**EXERCISE BRIEF:**
Whenever a picture appears in the data, skip it and write out all other material exactly.

--- START ---

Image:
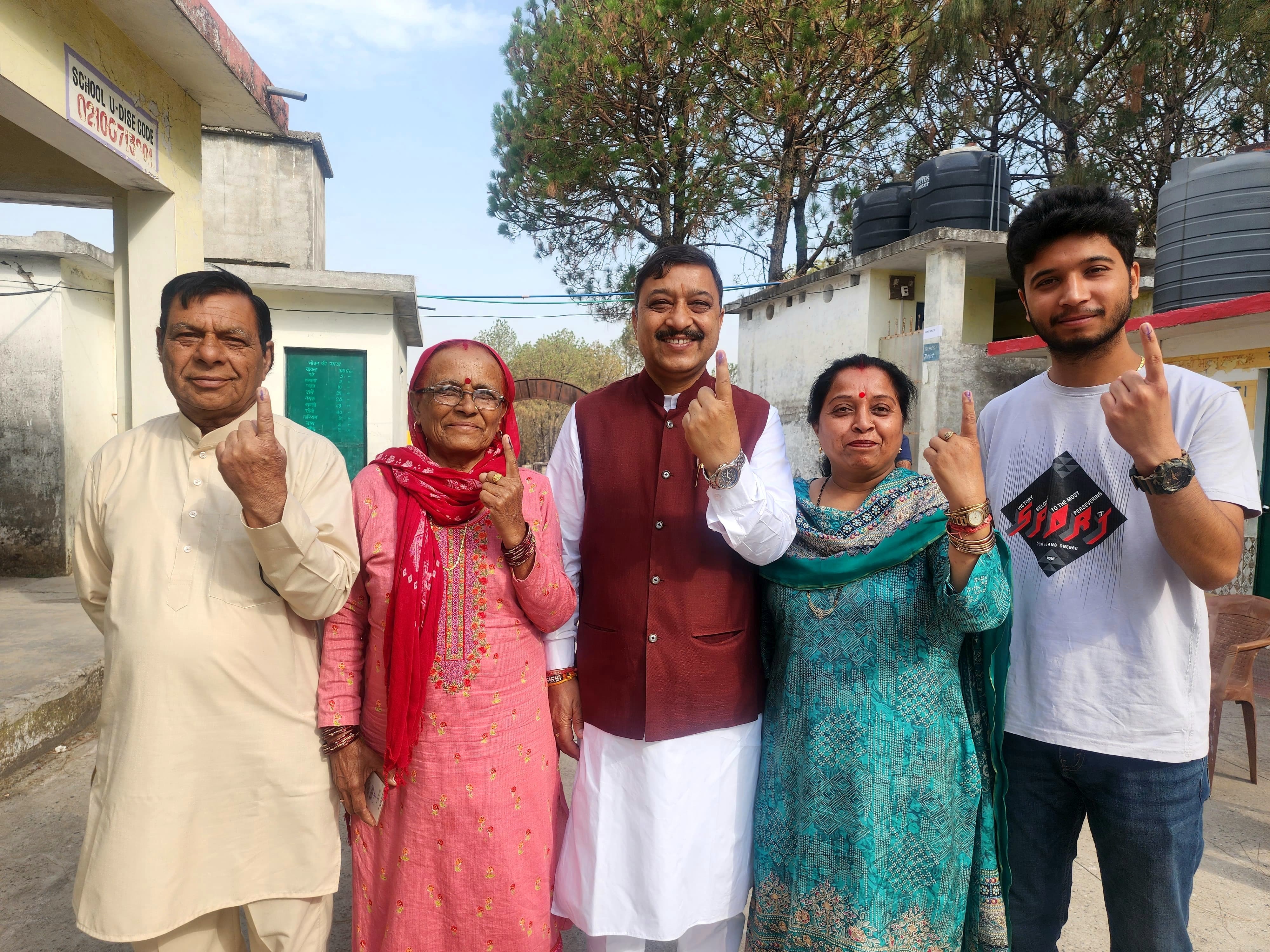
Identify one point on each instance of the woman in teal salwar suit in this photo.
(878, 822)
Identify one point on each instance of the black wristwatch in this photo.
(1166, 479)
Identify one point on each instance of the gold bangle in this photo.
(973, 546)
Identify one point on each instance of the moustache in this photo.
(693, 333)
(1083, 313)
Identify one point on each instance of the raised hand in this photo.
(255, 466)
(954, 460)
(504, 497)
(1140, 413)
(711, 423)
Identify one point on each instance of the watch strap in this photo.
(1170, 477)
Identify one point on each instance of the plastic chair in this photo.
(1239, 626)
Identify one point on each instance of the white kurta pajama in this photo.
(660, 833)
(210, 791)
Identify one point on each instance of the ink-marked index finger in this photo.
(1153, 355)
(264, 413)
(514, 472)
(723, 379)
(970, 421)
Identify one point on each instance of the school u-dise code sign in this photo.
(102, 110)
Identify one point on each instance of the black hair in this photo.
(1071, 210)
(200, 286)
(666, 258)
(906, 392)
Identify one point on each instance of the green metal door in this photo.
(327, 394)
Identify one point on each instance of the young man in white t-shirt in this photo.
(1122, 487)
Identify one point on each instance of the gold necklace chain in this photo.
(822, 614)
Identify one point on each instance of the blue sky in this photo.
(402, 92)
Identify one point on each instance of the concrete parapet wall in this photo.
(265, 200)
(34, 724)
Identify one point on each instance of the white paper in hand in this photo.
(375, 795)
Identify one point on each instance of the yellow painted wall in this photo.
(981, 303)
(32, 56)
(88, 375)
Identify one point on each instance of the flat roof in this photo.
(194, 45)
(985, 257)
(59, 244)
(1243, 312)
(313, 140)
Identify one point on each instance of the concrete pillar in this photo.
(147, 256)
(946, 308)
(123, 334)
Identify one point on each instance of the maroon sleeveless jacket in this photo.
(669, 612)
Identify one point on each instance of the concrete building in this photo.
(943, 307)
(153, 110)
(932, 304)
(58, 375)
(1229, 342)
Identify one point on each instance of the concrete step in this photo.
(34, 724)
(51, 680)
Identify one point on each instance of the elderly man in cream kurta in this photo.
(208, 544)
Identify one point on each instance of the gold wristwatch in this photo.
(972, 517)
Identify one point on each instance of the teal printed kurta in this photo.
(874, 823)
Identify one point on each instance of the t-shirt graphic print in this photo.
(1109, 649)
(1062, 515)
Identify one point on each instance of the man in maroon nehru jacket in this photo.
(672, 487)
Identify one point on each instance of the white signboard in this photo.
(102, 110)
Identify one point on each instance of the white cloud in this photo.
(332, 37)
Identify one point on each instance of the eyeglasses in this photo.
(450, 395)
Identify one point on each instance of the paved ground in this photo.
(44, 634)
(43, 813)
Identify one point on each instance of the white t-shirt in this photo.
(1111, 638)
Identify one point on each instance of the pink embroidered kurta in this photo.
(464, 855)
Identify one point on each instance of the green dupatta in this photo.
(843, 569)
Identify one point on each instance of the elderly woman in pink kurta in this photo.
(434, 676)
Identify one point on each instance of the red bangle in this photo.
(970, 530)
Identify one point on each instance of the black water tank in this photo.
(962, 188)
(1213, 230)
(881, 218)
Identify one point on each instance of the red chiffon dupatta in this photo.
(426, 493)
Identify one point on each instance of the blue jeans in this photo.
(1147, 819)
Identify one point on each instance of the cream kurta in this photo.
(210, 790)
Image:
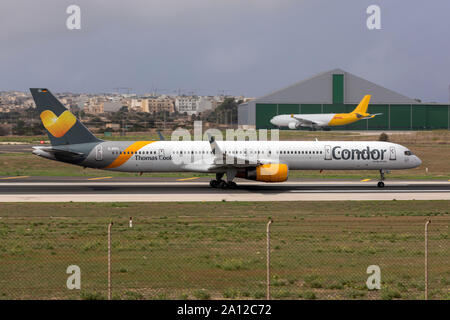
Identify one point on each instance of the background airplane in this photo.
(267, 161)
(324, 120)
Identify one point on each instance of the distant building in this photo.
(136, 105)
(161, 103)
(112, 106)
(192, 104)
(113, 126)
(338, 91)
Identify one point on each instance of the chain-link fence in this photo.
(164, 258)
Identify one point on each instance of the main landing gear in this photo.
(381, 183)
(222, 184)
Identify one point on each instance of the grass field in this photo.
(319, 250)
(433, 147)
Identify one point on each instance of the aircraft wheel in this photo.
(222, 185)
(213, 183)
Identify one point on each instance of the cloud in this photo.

--- END ---

**THE ANSWER:**
Image:
Identify one point on each instance of the woman in teal salwar suit in this photo.
(878, 822)
Identify one point on each instance of the black wristwatch in this photo.
(1166, 479)
Identify one point on each instance of the gold bangle in this photo.
(973, 546)
Identify one point on each instance of the moustache in this photo.
(693, 333)
(1083, 313)
Identify one point on each instance of the raised hand in this photo.
(255, 466)
(954, 460)
(504, 497)
(1140, 413)
(711, 423)
Identify one point on each instance of the watch strap in this photo.
(1170, 477)
Identify one point on each instance of the plastic chair in this photo.
(1239, 626)
Identify one point on each instance of the white kurta pajama in this photo.
(660, 833)
(210, 791)
Identify one point on each instance of the ink-marked index finger in this photo.
(1153, 355)
(264, 413)
(514, 472)
(723, 379)
(970, 421)
Identify one point on each instance of the school u-dise code sign in this photo.
(102, 110)
Identify one point on each instance of the black hair in this photo.
(1071, 210)
(200, 286)
(666, 258)
(906, 392)
Identify one point on each instance of the green metal door in this photo.
(327, 394)
Identify one point on each instance of the young man in white t-shirt in this photo.
(1122, 487)
Identify one point on each instance of the gold necklace chain in this photo.
(822, 614)
Identify one point on each instance of the blue sky in this photo.
(402, 92)
Identify one point on each instance of the concrete parapet wall in this photo.
(265, 200)
(34, 724)
Identify one point on each instance of the white paper in hand in this photo.
(375, 795)
Identify one point on each instance of the yellow painted wall in this photo.
(981, 303)
(32, 56)
(88, 375)
Identify one point on each instance of the flat roof in this photo.
(194, 45)
(985, 257)
(59, 244)
(1243, 312)
(313, 140)
Identify one point on each instance of the concrete pillar in this photo.
(147, 256)
(946, 308)
(123, 334)
Identify one point on each instance of the maroon sleeveless jacket in this photo.
(669, 612)
Identify one point on each instance of the concrete building in this photo.
(943, 307)
(153, 110)
(932, 304)
(58, 375)
(1229, 342)
Identify one point on each instance of the concrete step in this photo.
(34, 724)
(51, 680)
Identify one point on each instance of the elderly man in cream kurta in this photo.
(208, 544)
Identify one point on each instance of the gold wristwatch in this photo.
(972, 517)
Identify one point on each instance of the teal printed kurta in this photo.
(874, 823)
Identify one point on each instance of the t-shirt graphic print in this photo.
(1109, 649)
(1062, 515)
Identify one point on each instance of the man in maroon nehru jacket in this photo.
(672, 487)
Identify one point on each instance of the white signboard in this photo.
(102, 110)
Identify one point on each instance of the white cloud in this photo.
(332, 37)
Identify one point on each instance of the eyeglasses in this photo.
(450, 395)
Identify one point on each instance of the paved ground in this photo.
(44, 634)
(43, 813)
Identify one point on each instance of the white t-shirt in this photo.
(1111, 638)
Identify one point on each instance of the pink embroidered kurta in this photo.
(464, 855)
Identify one point on each instance of the green dupatta in this photo.
(843, 569)
Identify one point on each instance of the elderly woman in pink kurta in this photo.
(434, 676)
Identify one point on each instance of the red bangle in this photo.
(970, 530)
Identify one point on each instance of the black water tank in this photo.
(962, 188)
(1213, 230)
(881, 218)
Identify one point on each instance of the red chiffon dupatta in this photo.
(426, 493)
Identify one point on each instance of the blue jeans in this photo.
(1147, 819)
Identify one point on each instance of the cream kurta in this photo.
(210, 790)
Image:
Identify one point on each instance of the background airplane in this photo.
(267, 161)
(324, 120)
Identify one point on each instance of the distant building in this photo.
(136, 105)
(161, 103)
(112, 106)
(192, 104)
(113, 126)
(338, 91)
Identify one point on each instance of the chain-link fence in this photo.
(164, 258)
Identify one point on each instance of the main landing gear in this photo.
(381, 183)
(222, 184)
Identify one point on each instance of the grass field in this photo.
(319, 250)
(433, 147)
Identify one point on each instance of the aircraft wheel in this photo.
(222, 185)
(213, 183)
Identify one point on each instance of the cloud in this photo.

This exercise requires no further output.